● INSTRUCTIONS FOR THE TASK: Rewrite the material from the line that contains "of the eroded" through the end, swapping "scouting log" for "field survey" and leaving everything else as it is.

== == ==

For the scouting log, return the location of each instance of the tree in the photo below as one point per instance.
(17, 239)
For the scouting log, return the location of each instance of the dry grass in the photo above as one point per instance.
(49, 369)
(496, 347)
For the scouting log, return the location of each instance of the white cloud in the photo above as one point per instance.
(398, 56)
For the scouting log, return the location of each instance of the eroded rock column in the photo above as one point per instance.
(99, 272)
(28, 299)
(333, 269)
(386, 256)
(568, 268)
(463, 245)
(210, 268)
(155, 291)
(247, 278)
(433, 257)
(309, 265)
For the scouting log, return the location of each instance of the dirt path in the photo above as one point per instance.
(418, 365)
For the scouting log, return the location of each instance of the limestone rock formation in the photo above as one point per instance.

== == ==

● EXERCISE OUTPUT:
For the field survey, return the location of each instance of the eroded rock column in the photo above as one point per instance.
(99, 272)
(28, 299)
(333, 269)
(386, 256)
(568, 268)
(463, 245)
(210, 268)
(155, 291)
(247, 278)
(433, 257)
(309, 265)
For the field survey, return the location of each instance of the dirt path in the photo above as one point per instance.
(418, 365)
For the field survey, return the location of each instance of the limestone rock formation in the photo above as one point per instance.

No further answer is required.